Our previous work defined four stages of oxidative response in cultured cells exposed to infectious prions: acute, adaptive, chronic and terminal (Haigh et al., 2011). In these phases the oxidative state of the cell changes from oxidative stress to adaptational response to ‘normal’ oxidative capacity to loss of normal oxidative metabolism and increased ROS preceding death. The terminal subpopulation of cells accounts for ∼6% of the chronically infected population and these cells show markers of apoptosis [phosphatidylserine (PS) externalisation] that correlate with detrimental oxidative stress, suggesting a possible failure of antioxidant compensatory responses. This apoptotic response is associated with the formation of aggregates of highly peroxidised lipid and activated caspases to which PrP is targeted. In this terminal phase of infection, the cells seem to be unable to maintain a defensive response to the increasing ROS burden, with a higher density of these aggregates appearing in apoptotic cells. We therefore sought to further investigate the role of the cellular antioxidant defence mechanisms in chronic and terminal prion infection in vitro. Primarily, we aimed to define the failure(s) in the adaptational response to chronic infection that result in the infected cells progressing to apoptosis. Our results suggest that chronic prion infection is associated with SOD2 mislocalisation, for which increased SOD1 activity compensates. The mislocalised SOD2 is directed to redox-active aggregates in the cytosol where it is degraded by caspases, resulting in a reduction of SOD2 protein levels. Eventually, mitochondria fail to cope with the lack of SOD2, which manifests as increased superoxide production, and ultimately mitochondrial numbers decline such that the cell can no longer maintain viability, resulting in the activation of apoptosis.

### Record extracts:
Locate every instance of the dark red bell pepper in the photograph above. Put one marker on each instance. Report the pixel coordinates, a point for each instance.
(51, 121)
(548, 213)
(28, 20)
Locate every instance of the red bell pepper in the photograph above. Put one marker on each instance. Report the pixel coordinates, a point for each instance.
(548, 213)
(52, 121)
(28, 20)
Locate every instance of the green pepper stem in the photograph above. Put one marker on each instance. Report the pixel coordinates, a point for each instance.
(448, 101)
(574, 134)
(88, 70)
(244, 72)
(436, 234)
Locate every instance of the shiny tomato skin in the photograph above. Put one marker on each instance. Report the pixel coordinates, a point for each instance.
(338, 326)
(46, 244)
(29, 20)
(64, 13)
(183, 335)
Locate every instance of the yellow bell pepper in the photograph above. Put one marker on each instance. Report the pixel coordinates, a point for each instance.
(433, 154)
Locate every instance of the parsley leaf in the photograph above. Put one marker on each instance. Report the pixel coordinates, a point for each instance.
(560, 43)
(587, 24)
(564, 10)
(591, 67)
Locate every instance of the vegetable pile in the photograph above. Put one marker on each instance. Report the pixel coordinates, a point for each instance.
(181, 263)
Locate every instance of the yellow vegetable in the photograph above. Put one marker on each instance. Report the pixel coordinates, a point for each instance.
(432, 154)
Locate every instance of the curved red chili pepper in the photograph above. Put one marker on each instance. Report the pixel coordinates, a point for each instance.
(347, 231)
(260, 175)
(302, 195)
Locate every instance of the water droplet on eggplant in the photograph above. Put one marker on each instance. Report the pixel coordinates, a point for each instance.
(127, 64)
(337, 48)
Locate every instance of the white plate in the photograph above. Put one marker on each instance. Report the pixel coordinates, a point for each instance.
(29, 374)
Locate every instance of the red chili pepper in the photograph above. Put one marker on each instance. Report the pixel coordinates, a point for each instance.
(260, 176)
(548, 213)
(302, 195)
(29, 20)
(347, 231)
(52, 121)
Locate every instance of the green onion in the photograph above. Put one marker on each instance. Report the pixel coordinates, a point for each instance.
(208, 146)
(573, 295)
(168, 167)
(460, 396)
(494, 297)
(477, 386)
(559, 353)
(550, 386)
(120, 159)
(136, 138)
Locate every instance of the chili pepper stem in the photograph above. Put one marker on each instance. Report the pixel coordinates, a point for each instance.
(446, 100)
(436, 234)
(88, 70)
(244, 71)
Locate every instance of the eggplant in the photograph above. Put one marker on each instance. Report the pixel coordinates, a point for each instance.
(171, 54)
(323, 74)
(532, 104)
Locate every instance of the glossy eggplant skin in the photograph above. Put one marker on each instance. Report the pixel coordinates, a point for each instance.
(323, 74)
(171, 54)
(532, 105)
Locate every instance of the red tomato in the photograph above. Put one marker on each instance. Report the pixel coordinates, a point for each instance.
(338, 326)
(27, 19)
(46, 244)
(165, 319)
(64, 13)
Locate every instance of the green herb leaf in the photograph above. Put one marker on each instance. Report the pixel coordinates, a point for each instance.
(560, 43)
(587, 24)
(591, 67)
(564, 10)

### Parts of the exercise:
1 - Summarize the passage on prion infection and oxidative stress in two sentences.
2 - List every stage of oxidative response in prion-exposed cultured cells that the passage on prion infection and oxidative stress names.
3 - Write the next part of the passage on prion infection and oxidative stress, picking up after its final sentence.

### Numbered answers:
1 - Earlier work identified four stages of oxidative response in cultured cells exposed to infectious prions, and a terminal subpopulation of about 6% of chronically infected cells shows apoptosis markers linked to oxidative stress and to aggregates of highly peroxidized lipid and activated caspases. Investigating antioxidant defenses in chronic and terminal infection, the study found that SOD2 is mislocalized to cytosolic aggregates and degraded by caspases while increased SOD1 activity compensates, until mitochondria produce more superoxide, decline in number and the cell activates apoptosis.

2 -
- Acute
- Adaptive
- Chronic
- Terminal

3 -
Prion diseases are aggressive, transmissible neurodegenerative disorders that often have long incubation periods. The causative agent of prion diseases, which can be transmitted through surgical procedures, blood transfusion or ingestion, is misfolded conformers of the normal cellular prion protein (PrPC). These misfolded conformers (PrPSc) propagate themselves within their host by forming a template for the misfolding of PrPC. The function of PrPC and the mechanisms of toxicity during infection and prion propagation remain undefined, although both have been linked with cellular redox homeostasis. There is currently no effective treatment for prion diseases.
Previous work by this group in a cellular model of prion infection showed distinct oxidative responses to infection that culminated in toxicity and cell death. Interestingly, in this model, despite an acute and damaging oxidative response to initial infection, prion propagation occurred in the bulk of the cellular population over a long period with only a subpopulation progressing to death, thereby emulating a long, asymptomatic incubation period. In the current study, the authors investigate the cellular response mechanisms that compensate for prion infection in their model and how these mechanisms fail in the cells that progress to death. Although the bulk population of prion-infected cells has an increased level of superoxidase dismutase (SOD; the SOD family helps to protect cells against oxidative damage) activity that is attributable to SOD1, this increased SOD activity is absent in the subpopulation of cells progressing to apoptosis. Interestingly, SOD2 (mitochondrial SOD) protein levels are reduced in the whole population as a result of mislocalisation to the cytosol and to aggregates containing caspases (enzymes involved in the execution of apoptosis) before progression to apoptosis and concomitant mitochondrial loss is observed. Notably, inhibition of caspases restores cellular levels of SOD2 in the infected cells.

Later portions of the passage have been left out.